Task data:
|---|

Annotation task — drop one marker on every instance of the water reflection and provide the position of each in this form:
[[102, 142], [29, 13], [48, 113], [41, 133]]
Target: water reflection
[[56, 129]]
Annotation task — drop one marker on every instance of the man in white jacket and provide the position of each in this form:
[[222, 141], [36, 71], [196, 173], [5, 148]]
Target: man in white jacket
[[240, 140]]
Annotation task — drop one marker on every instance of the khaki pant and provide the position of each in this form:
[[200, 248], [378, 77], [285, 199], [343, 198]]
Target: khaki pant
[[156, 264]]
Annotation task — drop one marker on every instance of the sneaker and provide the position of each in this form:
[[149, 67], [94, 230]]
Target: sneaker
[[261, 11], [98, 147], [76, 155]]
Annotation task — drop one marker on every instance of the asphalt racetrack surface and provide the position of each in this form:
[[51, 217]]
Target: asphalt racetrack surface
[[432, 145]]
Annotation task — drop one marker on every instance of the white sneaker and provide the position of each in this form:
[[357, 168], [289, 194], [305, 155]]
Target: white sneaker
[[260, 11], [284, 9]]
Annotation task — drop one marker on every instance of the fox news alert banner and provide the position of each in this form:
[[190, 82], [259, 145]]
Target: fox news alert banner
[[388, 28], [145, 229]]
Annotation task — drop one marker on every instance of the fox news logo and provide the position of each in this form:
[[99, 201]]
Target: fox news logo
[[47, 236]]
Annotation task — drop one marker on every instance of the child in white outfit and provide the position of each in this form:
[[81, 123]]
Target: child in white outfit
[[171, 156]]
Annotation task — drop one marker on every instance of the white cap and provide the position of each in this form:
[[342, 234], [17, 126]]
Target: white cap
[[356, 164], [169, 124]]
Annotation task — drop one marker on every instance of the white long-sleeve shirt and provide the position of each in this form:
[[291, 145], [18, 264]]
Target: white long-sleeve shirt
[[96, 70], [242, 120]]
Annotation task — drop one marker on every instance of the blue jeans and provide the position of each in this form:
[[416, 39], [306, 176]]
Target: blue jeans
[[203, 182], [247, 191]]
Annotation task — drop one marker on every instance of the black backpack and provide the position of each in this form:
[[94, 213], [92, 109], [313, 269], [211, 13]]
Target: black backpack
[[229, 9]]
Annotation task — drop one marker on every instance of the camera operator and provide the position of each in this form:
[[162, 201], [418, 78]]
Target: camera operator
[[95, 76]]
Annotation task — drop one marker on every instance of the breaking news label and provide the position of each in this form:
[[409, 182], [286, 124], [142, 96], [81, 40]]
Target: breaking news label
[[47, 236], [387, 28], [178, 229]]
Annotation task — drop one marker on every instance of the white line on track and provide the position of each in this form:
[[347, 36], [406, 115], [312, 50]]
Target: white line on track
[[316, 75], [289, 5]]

|---|

An exact restatement of all the entries above is needed.

Annotation task — drop one marker on every instance of the water reflection and provide the position of each in this form:
[[102, 142], [29, 13], [48, 113], [41, 133]]
Target: water reflection
[[56, 129]]
Annotation task — drop one marker on every instance of the man in white jacket and provide the position of each in this form:
[[222, 141], [36, 71], [196, 173], [5, 148]]
Target: man in white jacket
[[240, 140]]
Annotation task — drop one marker on every instance of the khaki pant and provide the position of each in this form:
[[200, 248], [378, 77], [285, 199], [343, 198]]
Target: khaki pant
[[156, 264]]
Annotation task — drop one marker on every instance of the sneaker and provide the position of each in this form:
[[149, 67], [94, 230]]
Target: sneaker
[[261, 11], [98, 147], [76, 155]]
Annotation task — drop one marker on every instance of the asphalt racetrack surface and provide the position of each in this form:
[[51, 217]]
Target: asphalt racetrack surface
[[432, 145]]
Annotation task — drop one marker on every instance of the white sneaker and provide the position of each in this form:
[[357, 168], [289, 194], [305, 155]]
Target: white sneaker
[[260, 11], [284, 9]]
Annotation task — drop one marker on every instance of the fox news alert banner and provide the position of each in this form:
[[190, 82], [259, 145]]
Target: fox news alert banner
[[388, 28], [145, 229]]
Annotation task — drop one marker on every instance of the fox news logo and provide the position of each in this form:
[[99, 201]]
Target: fox news logo
[[47, 236]]
Annotation task — drop one marker on every instance of the child in white outfit and provide the position of each in this form:
[[81, 123]]
Target: child in white outfit
[[171, 156]]
Annotation task — drop one marker on every instance of the white cap and provide the position of each in this form:
[[342, 234], [17, 126]]
Target: white cap
[[356, 164], [169, 124]]
Annotation task — drop one marker on every instance of the white long-sleeve shirt and provide the position of each in this form:
[[291, 145], [18, 264]]
Target: white long-sleeve shirt
[[96, 70], [242, 120]]
Annotation task — drop one marker on every instance of the blue jeans and provide the position of each in this form:
[[416, 39], [306, 176]]
Target: blue jeans
[[203, 182], [247, 191]]
Annotation task — drop one marker on every instance of the black backpack and provide the position of each in this form:
[[94, 213], [92, 109], [313, 269], [211, 13]]
Target: black backpack
[[229, 9]]
Annotation task — drop one marker on every instance of the camera operator and provide the position of each in this form:
[[162, 201], [418, 78]]
Target: camera operator
[[95, 76]]
Annotation task — drop one marker on every instance of the breaking news label and provide the position of each in this form:
[[409, 182], [286, 124], [142, 96], [81, 40]]
Target: breaking news label
[[47, 236], [387, 28], [178, 229]]
Annotation task — drop one marker on every instance of the white line on track and provide the position of each in this form:
[[347, 36], [406, 115], [312, 50]]
Target: white line on track
[[316, 75], [289, 5]]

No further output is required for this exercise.